Extrait —
Patrice Chéreau : la maladie a eu raison de l'artiste

Patrice Chéreau : la maladie a eu raison de l'artiste Acteur, comédien et metteur en scène de grand talent, Patrice Chéreau est mort ce lundi 7 octobre des suites d'un cancer du poumon.

"Vidéo : Patrice Chéreau au cinéma, de "La chair de l'orchidée" à "Persécution""

Le monde du spectacle est en deuil. Patrice Chéreau est décédé ce lundi 7 octobre. C'est un cancer du poumon, dont il souffrait depuis des mois, qui a emporté, à 68 ans, le metteur en scène, par ailleurs acteur et réalisateur. Né dans une famille de peintres en 1944 dans le Maine-et-Loire, Patrice Chéreau était d'abord un homme de théâtre. Dès 1964, en tant que membre du groupe théâtral du lycée Louis-le-Grand, il marque les esprits de la profession en mettant en scène L'Intervention, une pièce de Victor Hugo. A à peine 25 ans, il est ensuite propulsé à la direction du théâtre de Sartrouville jusqu'à sa faillite en 1970, puis s'expatriera au théâtre Piccolo de Milan jusqu'en 1972. Chéreau s'y construira une image d'homme de théâtre engagé, proche des revendications de Mai 68, capable de s'approprier les plus grands (Shakespeare, Marivaux) comme les auteurs plus confidentiels, avec toujours une obsession pour les décors.

Énoncé du problème —
Poursuivez l'article sur Patrice Chéreau à partir de sa dernière phrase. Les items qui suivent proviennent d'une autre source.

Données enregistrées —

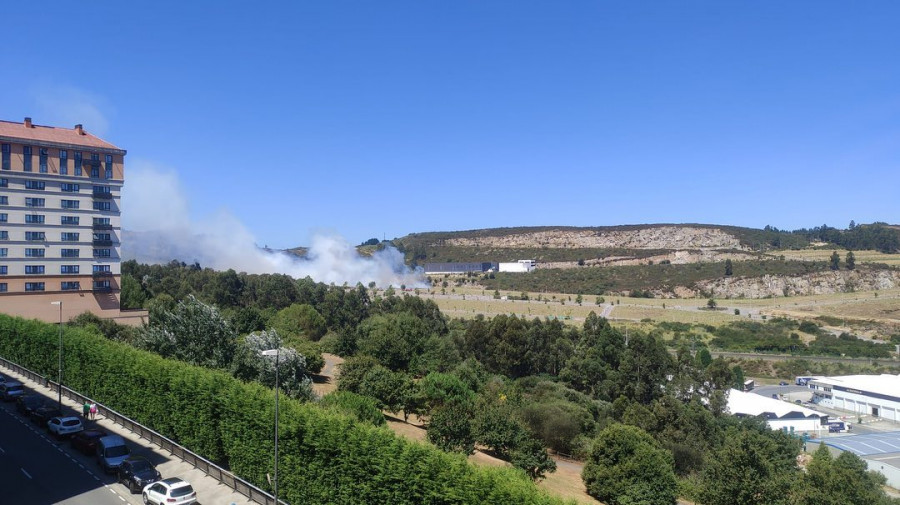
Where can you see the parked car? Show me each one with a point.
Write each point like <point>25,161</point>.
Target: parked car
<point>137,473</point>
<point>26,404</point>
<point>169,491</point>
<point>86,440</point>
<point>111,452</point>
<point>42,414</point>
<point>62,426</point>
<point>10,390</point>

Résultat de tâche —
Après avoir monté des pièces à Marseille, Lyon ou encore Paris, il dirige jusqu'en 1977 le Théâtre national populaire de Villeurbanne avec Roger Planchon, l'un de ses proches, et Robert Gilbert. Mais c'est la mise en scène d'un opéra, la "Tétralogie" de Wagner à Bayreuth, en Allemagne, qui le propulse réellement à l'international en 1976. Chéreau travaille alors avec et à la demande du compositeur Pierre Boulez et entre dès lors dans la cour des très grands.

 

Homme de théâtre, réalisateur, acteur

De retour en France en 1980, Patrice Chéreau va prendre cette fois la direction de la scène des Amandiers, à Nanterre, où il va collaborer avec Bernard-Marie Koltès pour adapter (entre autres) plusieurs de ses pièces jusqu'en 1990. Il débute en parallèle sa carrière au cinéma. Son premier film, La Chair de l'orchidée, sort en 1974. Il fera ensuite jouer Simone Signoret dans Judith Therpauve et réalisera notamment L'Homme blessé en 1983 (César du meilleur scénario original), La Reine Margot avec Isabelle Adjani en 1994 (cinq César, prix du Jury à Cannes) ou encore Ceux qui m'aiment prendront le train en 1998. Son dernier film, Persécution, avec Romain Duris, Charlotte Gainsbourg et Jean-Hugues Anglade, est sorti en 2008.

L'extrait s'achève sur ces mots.